To be done: Format the rows as a JSON list of strings with one string per line and blank lines dropped. Begin at the line that has "Mark the tree bark with coordinates." and stop after the line that has "[174,313,345,450]".

>> begin

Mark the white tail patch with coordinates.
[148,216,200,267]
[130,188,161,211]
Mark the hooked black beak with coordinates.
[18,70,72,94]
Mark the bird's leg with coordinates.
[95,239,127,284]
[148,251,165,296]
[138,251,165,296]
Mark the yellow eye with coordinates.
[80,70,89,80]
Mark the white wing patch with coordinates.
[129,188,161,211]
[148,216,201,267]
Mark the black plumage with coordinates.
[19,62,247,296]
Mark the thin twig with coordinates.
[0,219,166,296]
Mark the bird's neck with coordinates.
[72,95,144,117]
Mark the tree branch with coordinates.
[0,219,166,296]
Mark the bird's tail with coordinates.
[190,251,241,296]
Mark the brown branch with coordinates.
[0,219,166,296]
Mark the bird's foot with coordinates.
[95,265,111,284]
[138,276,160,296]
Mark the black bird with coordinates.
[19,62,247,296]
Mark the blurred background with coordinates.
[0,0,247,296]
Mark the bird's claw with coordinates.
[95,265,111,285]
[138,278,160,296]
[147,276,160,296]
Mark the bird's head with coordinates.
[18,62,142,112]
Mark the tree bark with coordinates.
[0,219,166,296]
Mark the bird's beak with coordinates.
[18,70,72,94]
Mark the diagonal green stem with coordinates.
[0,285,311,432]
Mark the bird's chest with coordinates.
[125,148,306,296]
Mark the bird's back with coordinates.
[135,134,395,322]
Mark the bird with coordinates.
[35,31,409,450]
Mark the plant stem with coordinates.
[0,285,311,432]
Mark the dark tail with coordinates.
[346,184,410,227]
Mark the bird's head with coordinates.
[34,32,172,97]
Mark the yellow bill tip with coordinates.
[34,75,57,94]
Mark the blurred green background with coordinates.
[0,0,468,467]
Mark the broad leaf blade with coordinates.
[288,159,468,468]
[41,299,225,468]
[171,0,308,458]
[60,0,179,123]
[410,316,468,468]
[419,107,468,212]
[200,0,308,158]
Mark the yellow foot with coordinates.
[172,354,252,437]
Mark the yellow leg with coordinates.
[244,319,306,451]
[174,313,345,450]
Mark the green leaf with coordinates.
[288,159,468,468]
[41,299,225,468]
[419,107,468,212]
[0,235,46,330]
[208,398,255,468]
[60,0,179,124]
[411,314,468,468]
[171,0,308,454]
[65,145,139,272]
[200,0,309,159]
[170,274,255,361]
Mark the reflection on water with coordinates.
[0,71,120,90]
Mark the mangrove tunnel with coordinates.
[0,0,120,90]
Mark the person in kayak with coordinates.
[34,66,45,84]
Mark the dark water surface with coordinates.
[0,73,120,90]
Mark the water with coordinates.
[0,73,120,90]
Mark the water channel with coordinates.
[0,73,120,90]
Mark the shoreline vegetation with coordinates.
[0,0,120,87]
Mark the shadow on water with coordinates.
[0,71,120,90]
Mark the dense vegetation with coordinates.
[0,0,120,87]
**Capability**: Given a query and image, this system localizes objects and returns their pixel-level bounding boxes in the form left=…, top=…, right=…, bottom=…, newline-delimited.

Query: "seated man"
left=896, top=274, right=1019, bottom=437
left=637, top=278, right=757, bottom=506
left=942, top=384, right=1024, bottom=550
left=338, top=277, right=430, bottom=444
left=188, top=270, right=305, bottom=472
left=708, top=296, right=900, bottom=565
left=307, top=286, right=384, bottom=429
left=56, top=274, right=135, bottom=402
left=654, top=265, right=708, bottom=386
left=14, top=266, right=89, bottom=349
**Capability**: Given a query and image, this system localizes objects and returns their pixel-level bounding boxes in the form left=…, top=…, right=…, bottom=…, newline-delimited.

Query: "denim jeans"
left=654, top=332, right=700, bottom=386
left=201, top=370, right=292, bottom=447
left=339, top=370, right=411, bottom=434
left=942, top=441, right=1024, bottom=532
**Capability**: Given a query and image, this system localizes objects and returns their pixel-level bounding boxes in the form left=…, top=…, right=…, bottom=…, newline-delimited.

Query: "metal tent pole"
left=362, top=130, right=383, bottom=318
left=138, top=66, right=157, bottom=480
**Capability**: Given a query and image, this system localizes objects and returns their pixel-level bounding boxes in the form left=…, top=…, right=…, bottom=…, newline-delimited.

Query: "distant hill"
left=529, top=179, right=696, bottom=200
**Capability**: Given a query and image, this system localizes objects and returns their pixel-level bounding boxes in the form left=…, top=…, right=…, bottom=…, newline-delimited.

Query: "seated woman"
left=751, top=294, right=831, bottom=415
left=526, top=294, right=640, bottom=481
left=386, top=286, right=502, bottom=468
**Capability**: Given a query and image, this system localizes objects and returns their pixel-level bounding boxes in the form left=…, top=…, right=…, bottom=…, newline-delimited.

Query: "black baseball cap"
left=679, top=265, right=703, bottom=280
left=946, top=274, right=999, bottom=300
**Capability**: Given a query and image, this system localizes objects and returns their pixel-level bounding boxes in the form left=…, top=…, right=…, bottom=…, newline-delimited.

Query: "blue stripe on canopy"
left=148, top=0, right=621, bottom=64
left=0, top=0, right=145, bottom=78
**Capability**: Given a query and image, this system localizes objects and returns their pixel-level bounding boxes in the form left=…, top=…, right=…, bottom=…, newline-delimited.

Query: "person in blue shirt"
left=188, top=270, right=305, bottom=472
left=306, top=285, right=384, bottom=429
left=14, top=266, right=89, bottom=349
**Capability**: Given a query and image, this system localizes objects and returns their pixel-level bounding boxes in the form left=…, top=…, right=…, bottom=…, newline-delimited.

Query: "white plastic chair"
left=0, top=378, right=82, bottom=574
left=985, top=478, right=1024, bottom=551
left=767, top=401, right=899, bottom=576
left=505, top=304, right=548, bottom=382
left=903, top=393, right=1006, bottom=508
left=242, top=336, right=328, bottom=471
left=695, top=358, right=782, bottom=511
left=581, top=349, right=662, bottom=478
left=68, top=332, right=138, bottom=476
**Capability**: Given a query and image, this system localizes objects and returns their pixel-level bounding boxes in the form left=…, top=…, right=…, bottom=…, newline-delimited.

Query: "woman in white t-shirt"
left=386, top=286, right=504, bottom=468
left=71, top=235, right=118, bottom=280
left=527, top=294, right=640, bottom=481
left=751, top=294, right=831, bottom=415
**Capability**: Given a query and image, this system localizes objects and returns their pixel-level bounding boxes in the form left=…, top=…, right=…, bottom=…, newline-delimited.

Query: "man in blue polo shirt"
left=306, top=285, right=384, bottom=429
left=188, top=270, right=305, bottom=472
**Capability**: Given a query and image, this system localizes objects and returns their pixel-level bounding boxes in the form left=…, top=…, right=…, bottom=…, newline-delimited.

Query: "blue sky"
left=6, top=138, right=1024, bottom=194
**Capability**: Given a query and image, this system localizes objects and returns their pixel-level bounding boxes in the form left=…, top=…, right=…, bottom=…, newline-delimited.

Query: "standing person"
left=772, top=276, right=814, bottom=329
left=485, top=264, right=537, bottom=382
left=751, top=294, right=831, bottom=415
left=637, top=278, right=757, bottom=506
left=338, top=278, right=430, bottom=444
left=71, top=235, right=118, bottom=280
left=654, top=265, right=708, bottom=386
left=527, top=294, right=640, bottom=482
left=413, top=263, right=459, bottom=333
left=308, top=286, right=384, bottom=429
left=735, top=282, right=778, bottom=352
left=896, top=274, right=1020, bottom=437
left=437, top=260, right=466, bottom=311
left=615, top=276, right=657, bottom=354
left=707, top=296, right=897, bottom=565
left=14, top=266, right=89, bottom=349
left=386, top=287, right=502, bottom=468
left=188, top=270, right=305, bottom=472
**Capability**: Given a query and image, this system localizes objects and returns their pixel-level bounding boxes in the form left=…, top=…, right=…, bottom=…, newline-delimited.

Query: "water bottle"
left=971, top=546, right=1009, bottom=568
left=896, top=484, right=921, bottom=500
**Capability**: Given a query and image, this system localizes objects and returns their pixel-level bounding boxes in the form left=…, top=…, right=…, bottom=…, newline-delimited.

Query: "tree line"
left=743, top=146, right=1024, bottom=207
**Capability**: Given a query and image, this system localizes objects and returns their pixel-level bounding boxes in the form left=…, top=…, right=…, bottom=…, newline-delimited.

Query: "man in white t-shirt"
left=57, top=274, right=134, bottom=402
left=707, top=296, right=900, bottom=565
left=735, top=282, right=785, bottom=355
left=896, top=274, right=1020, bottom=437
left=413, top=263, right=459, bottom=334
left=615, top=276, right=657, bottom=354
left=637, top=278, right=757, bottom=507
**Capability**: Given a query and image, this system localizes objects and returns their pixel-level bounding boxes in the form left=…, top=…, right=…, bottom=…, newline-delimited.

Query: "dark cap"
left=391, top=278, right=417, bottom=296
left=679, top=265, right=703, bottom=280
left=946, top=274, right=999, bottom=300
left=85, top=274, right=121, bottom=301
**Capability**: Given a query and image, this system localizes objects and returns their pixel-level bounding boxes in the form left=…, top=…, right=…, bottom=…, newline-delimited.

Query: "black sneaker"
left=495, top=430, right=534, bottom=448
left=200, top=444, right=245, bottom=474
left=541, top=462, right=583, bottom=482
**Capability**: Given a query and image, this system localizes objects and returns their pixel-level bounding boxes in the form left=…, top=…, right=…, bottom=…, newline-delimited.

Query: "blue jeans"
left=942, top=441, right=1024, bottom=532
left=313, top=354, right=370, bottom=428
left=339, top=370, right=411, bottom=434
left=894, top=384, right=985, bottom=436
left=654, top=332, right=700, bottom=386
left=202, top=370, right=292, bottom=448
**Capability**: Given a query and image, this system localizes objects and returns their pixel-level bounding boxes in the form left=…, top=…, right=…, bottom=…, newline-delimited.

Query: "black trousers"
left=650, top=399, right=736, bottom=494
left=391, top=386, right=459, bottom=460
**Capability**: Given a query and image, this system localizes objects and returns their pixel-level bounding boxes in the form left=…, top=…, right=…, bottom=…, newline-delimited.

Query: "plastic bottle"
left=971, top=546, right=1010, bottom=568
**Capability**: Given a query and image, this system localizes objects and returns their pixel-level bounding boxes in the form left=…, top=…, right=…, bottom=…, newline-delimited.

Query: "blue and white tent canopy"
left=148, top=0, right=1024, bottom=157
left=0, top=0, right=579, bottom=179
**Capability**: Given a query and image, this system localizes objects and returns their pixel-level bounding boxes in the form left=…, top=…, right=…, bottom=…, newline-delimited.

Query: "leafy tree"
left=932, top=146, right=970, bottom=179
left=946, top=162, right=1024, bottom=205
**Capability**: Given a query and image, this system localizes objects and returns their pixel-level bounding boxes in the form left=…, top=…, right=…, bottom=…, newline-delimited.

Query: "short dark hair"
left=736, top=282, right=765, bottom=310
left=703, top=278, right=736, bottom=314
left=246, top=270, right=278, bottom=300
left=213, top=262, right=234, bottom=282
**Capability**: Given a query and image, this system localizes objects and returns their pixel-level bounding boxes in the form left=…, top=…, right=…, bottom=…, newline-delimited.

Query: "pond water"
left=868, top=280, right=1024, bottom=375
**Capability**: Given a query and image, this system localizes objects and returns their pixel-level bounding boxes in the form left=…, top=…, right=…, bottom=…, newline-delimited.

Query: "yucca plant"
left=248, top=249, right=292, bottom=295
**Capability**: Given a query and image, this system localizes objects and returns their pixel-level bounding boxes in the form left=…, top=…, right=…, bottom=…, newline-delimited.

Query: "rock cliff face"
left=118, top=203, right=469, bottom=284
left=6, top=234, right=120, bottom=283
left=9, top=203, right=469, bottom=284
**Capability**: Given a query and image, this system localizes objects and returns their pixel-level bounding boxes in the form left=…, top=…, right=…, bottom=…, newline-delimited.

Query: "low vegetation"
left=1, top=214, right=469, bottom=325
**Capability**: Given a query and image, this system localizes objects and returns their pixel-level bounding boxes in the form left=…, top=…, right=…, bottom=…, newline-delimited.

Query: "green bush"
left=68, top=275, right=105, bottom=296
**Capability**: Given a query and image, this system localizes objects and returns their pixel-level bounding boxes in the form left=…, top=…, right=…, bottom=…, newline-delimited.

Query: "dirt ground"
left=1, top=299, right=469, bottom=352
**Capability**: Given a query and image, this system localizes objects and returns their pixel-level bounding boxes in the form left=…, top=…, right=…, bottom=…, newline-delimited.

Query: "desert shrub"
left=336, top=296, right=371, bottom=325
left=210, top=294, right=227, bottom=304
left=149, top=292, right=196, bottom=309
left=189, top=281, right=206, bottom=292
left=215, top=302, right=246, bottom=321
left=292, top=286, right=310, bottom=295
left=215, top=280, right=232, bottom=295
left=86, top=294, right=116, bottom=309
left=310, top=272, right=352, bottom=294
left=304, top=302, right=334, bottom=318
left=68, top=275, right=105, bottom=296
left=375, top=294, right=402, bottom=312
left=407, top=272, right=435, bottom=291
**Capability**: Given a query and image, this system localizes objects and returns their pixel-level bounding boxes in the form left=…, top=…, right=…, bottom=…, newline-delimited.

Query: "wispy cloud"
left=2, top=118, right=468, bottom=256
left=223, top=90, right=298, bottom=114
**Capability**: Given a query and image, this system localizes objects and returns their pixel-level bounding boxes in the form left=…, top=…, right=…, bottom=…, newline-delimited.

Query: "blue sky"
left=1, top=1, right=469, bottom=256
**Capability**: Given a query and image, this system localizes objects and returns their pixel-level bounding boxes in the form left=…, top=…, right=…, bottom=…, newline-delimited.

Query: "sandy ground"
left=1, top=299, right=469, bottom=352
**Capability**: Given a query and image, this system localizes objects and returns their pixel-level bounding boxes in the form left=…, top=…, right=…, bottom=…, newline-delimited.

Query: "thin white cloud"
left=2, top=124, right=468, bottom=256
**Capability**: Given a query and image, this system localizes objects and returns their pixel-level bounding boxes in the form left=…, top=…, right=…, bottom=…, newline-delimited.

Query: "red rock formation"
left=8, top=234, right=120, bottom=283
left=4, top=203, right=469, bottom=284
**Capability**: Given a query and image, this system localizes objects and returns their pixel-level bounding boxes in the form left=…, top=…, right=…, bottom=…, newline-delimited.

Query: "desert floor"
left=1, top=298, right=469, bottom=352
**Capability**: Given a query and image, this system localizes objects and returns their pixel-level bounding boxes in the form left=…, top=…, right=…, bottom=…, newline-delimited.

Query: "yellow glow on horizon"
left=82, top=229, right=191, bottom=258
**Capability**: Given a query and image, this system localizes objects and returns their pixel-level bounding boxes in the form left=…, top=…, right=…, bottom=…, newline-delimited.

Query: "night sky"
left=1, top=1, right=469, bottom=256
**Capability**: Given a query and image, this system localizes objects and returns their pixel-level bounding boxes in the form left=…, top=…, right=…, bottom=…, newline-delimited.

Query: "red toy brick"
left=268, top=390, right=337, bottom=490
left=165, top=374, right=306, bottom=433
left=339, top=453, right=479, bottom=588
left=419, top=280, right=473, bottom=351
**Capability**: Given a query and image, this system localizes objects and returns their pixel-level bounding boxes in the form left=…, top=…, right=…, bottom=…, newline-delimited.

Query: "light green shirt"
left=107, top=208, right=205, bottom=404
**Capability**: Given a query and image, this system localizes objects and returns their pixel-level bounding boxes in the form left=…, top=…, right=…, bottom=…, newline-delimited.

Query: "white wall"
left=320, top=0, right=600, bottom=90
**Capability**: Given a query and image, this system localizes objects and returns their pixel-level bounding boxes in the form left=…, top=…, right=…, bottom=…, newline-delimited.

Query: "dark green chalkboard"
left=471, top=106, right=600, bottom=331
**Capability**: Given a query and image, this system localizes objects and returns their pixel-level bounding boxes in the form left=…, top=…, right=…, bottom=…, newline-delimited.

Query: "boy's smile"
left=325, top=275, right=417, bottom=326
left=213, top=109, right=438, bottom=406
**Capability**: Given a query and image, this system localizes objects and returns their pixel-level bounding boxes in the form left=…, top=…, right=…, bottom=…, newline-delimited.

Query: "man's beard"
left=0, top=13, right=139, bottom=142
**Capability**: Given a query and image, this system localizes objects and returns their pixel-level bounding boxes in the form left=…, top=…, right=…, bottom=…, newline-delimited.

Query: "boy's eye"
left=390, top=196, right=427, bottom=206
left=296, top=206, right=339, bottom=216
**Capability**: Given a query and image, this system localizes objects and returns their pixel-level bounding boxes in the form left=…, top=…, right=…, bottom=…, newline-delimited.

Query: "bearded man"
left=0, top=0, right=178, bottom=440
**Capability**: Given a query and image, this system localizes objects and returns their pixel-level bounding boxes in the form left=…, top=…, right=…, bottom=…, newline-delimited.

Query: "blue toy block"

>> end

Solution for this exercise:
[
  "Mark the tree bark with coordinates.",
  "[0,219,166,296]",
  "Mark the bird's beak with coordinates.",
  "[18,70,72,94]",
  "Mark the diagonal green stem with coordinates.",
  "[0,285,311,432]",
  "Mark the bird's chest with coordinates.",
  "[125,148,306,296]",
  "Mark the bird's back with coordinates.",
  "[135,134,395,322]",
  "Mark the bird with coordinates.",
  "[35,31,409,450]",
  "Mark the plant stem with coordinates.",
  "[0,285,311,432]",
  "Mark the dark tail with coordinates.",
  "[346,184,410,227]",
  "Mark the bird's head with coordinates.",
  "[34,32,172,97]",
  "Mark the yellow bill tip with coordinates.",
  "[34,75,57,94]",
  "Mark the blurred green background with coordinates.",
  "[0,0,468,467]",
  "Mark the broad leaf blade with coordinates.",
  "[288,159,468,468]",
  "[41,299,225,468]",
  "[171,0,308,458]",
  "[60,0,179,123]",
  "[410,316,468,468]",
  "[419,107,468,212]",
  "[200,0,308,158]",
  "Mark the yellow foot with coordinates.",
  "[172,354,252,437]",
  "Mark the yellow leg with coordinates.",
  "[244,319,306,451]",
  "[174,313,345,450]"
]